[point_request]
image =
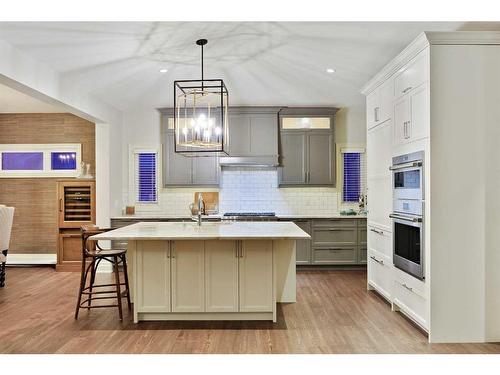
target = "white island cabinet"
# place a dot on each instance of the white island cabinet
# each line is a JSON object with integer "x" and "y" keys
{"x": 217, "y": 271}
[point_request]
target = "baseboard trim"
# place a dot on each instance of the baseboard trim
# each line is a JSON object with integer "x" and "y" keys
{"x": 31, "y": 259}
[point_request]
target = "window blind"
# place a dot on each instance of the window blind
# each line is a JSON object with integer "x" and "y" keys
{"x": 146, "y": 167}
{"x": 353, "y": 169}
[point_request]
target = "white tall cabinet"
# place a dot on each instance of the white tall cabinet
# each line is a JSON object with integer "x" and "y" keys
{"x": 442, "y": 94}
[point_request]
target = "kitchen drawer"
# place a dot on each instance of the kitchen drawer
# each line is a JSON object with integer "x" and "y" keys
{"x": 325, "y": 237}
{"x": 334, "y": 223}
{"x": 335, "y": 255}
{"x": 380, "y": 241}
{"x": 380, "y": 274}
{"x": 362, "y": 235}
{"x": 414, "y": 74}
{"x": 411, "y": 302}
{"x": 362, "y": 255}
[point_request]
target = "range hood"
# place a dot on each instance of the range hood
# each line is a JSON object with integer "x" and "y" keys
{"x": 249, "y": 161}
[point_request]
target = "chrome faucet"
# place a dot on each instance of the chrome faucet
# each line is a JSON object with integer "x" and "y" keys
{"x": 201, "y": 208}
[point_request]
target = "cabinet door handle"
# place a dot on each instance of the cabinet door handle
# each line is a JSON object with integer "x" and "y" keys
{"x": 376, "y": 260}
{"x": 407, "y": 287}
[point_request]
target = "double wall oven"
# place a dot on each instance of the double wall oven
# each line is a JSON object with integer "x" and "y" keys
{"x": 408, "y": 213}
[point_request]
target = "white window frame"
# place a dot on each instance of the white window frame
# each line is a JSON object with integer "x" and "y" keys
{"x": 46, "y": 149}
{"x": 344, "y": 149}
{"x": 132, "y": 188}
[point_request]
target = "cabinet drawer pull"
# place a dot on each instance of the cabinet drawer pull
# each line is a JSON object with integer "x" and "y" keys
{"x": 407, "y": 287}
{"x": 376, "y": 260}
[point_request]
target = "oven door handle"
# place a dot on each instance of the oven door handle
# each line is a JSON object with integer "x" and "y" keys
{"x": 406, "y": 218}
{"x": 414, "y": 164}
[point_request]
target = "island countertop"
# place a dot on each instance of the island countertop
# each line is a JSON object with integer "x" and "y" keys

(Work task): The answer should be the complete listing, set down exactly, without pictures.

(Your solution):
[point_request]
image =
target = "white island cabinet"
# place a dot on each instance of the white island cabinet
# each line is a JSON object with integer "x" and "y" keys
{"x": 217, "y": 271}
[point_request]
target = "baseboard trim"
# place a dot on each instance of the baseboard trim
# each line is a JSON object with integer "x" and "y" keys
{"x": 31, "y": 259}
[point_request]
target = "window blind"
# place a dot on each instance of the window blind
# each line is a JSON object with integer "x" and "y" keys
{"x": 146, "y": 167}
{"x": 353, "y": 169}
[point_request]
target = "white tall cabinet"
# place a dot on each instance of the white tall cabinet
# each line is a JSON object with integer "x" and "y" keys
{"x": 442, "y": 94}
[point_request]
target = "kitchen drawer"
# place a dot on each instance of the kitchen drawer
# each line is a JSON object with integer "x" and "y" keys
{"x": 325, "y": 237}
{"x": 334, "y": 223}
{"x": 335, "y": 255}
{"x": 380, "y": 241}
{"x": 380, "y": 274}
{"x": 362, "y": 235}
{"x": 414, "y": 74}
{"x": 411, "y": 302}
{"x": 362, "y": 255}
[point_request]
target = "range hood"
# place a dot on each instance of the range hood
# each line is a JSON object with integer "x" and "y" keys
{"x": 249, "y": 161}
[point_request]
target = "chrome faucet"
# place a dot on each instance of the chrome faucet
# each line is a JSON object with integer "x" and "y" keys
{"x": 201, "y": 208}
[point_request]
target = "cabinet door handle"
# place a dot on each instance of the cabinet door handle
# each line is a JSON object with integer "x" and "y" keys
{"x": 376, "y": 260}
{"x": 407, "y": 287}
[point_request]
target = "double wall oven"
# place a dot on each instance of the double wall oven
# each line is a JSON object with integer "x" and "y" keys
{"x": 408, "y": 213}
[point_request]
target = "white window frame"
# place a dot on each instance of the white window frame
# each line is a JSON object with integer "x" and "y" keys
{"x": 46, "y": 149}
{"x": 344, "y": 149}
{"x": 132, "y": 188}
[point_request]
target = "cabinet drawer pull"
# place a dot on each instance of the cabinet drawer pull
# each line is a JSON object with integer "x" and "y" keys
{"x": 407, "y": 287}
{"x": 376, "y": 260}
[point_request]
target = "oven door handle"
# place a dot on each instance of the oven door handle
# each line is a JSON object with integer "x" and "y" keys
{"x": 406, "y": 218}
{"x": 414, "y": 164}
[point_request]
target = "island countertop"
# place a dot on each instance of the island countertop
# each line is a JSON object with integer "x" and "y" keys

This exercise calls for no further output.